### PROBLEM DETAILS
Reproduce the records below verbatim, keeping every line, coordinate, and punctuation mark unchanged.

### RECORD EXCERPTS
· · ·
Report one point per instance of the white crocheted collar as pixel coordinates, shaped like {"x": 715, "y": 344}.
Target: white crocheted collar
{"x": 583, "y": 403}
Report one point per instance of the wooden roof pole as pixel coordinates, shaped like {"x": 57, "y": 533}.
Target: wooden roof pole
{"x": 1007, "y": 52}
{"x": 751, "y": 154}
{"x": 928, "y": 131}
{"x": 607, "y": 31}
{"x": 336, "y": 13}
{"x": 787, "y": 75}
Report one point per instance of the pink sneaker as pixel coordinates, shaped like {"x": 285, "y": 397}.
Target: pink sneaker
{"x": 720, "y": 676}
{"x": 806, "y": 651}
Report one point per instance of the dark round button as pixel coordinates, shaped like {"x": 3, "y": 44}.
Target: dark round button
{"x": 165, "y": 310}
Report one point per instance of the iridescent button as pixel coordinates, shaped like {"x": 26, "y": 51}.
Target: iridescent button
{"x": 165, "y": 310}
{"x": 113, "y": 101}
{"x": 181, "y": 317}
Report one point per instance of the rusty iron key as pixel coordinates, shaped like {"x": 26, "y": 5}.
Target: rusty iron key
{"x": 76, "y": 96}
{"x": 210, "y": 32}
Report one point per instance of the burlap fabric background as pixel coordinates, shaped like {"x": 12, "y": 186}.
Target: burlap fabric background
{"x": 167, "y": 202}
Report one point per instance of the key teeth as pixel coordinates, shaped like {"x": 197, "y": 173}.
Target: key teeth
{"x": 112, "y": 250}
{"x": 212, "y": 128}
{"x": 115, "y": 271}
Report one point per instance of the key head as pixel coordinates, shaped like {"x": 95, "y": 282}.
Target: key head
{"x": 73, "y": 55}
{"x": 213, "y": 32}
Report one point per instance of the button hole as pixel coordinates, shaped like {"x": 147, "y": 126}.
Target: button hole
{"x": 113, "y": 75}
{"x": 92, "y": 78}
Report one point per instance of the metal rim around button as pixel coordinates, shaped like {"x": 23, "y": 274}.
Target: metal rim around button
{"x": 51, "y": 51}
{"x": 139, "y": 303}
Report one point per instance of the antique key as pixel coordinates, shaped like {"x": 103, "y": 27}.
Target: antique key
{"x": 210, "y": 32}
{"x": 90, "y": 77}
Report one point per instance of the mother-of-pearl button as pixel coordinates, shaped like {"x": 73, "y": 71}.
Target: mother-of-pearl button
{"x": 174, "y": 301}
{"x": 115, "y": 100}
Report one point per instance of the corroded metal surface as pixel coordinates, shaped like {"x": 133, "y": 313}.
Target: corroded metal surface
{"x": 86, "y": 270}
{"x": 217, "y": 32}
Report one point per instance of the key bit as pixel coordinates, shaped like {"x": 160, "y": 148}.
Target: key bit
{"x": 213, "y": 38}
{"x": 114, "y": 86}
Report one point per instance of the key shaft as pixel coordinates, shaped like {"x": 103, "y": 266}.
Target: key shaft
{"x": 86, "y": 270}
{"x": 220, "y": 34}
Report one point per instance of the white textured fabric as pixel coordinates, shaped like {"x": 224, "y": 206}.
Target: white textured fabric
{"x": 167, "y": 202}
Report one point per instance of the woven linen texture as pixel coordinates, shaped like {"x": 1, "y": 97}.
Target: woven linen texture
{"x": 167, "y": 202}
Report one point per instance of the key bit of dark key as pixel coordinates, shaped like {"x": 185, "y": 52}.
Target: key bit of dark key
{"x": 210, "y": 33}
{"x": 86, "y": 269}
· · ·
### OUTPUT
Report one point per instance of the white crocheted collar as pixel coordinates, shaped like {"x": 715, "y": 344}.
Target: white crocheted collar
{"x": 583, "y": 403}
Report one point per instance of the wooden roof pole as pixel coordinates, shaped like {"x": 57, "y": 533}.
Target: wooden roof pole
{"x": 1007, "y": 52}
{"x": 751, "y": 154}
{"x": 928, "y": 131}
{"x": 607, "y": 31}
{"x": 336, "y": 13}
{"x": 787, "y": 75}
Report one point per instance of the pink sneaker as pixel coordinates, shaped like {"x": 285, "y": 397}.
Target: pink sneaker
{"x": 720, "y": 676}
{"x": 806, "y": 651}
Report one point per instance of the dark round button as pixel coordinates, shaped like {"x": 3, "y": 44}.
Target: dark round button
{"x": 165, "y": 310}
Report one point per instance of the iridescent button as pixel coordinates, shaped like {"x": 26, "y": 51}.
Target: iridescent button
{"x": 165, "y": 310}
{"x": 113, "y": 101}
{"x": 181, "y": 317}
Report one point per instance of the rusty iron key as pixel coordinates, shaped like {"x": 26, "y": 5}.
Target: rusty iron key
{"x": 76, "y": 96}
{"x": 210, "y": 32}
Report one point per instance of the burlap fabric background as pixel coordinates, shaped like {"x": 12, "y": 186}.
Target: burlap fabric background
{"x": 167, "y": 202}
Report one point per instance of the key teeth as pixel coordinates, shaped like {"x": 197, "y": 173}.
Target: key teeth
{"x": 112, "y": 250}
{"x": 212, "y": 128}
{"x": 115, "y": 271}
Report one point per instance of the key head as pixel coordinates, shaped like {"x": 95, "y": 282}.
Target: key head
{"x": 73, "y": 55}
{"x": 213, "y": 32}
Report one point per instance of the button hole as pixel coordinates, shaped like {"x": 147, "y": 126}.
Target: button hole
{"x": 113, "y": 75}
{"x": 92, "y": 78}
Report one point per instance of the metal rim around button as pixel coordinates, shaped like {"x": 23, "y": 274}.
Target: metal rim around button
{"x": 51, "y": 51}
{"x": 139, "y": 303}
Report one point per instance of the antique key as pixel coordinates, shaped like {"x": 103, "y": 27}.
Target: antique key
{"x": 210, "y": 32}
{"x": 90, "y": 77}
Report one point per instance of the mother-of-pearl button as pixel coordinates, shaped like {"x": 73, "y": 71}.
Target: mother-of-pearl button
{"x": 174, "y": 301}
{"x": 115, "y": 100}
Report one point per instance of the corroded metal surface as pixel coordinates, shaped like {"x": 133, "y": 313}.
Target: corroded metal surface
{"x": 86, "y": 270}
{"x": 217, "y": 32}
Report one point per instance of the key bit as pixel coordinates, shaped like {"x": 160, "y": 148}.
Target: key bit
{"x": 213, "y": 38}
{"x": 114, "y": 86}
Report one point per instance of the key shaft as pixel coordinates, shaped like {"x": 103, "y": 266}.
Target: key shaft
{"x": 86, "y": 270}
{"x": 220, "y": 34}
Report one point per instance of the white textured fabric as pixel coordinates, shaped like {"x": 224, "y": 206}.
Target: white textured fabric
{"x": 167, "y": 202}
Report one point per instance of the woven linen texture as pixel coordinates, shaped like {"x": 1, "y": 97}.
Target: woven linen texture
{"x": 167, "y": 202}
Report one point per instance of the key bit of dark key as pixel coordinates, shaped like {"x": 185, "y": 52}.
Target: key bit of dark key
{"x": 210, "y": 33}
{"x": 86, "y": 269}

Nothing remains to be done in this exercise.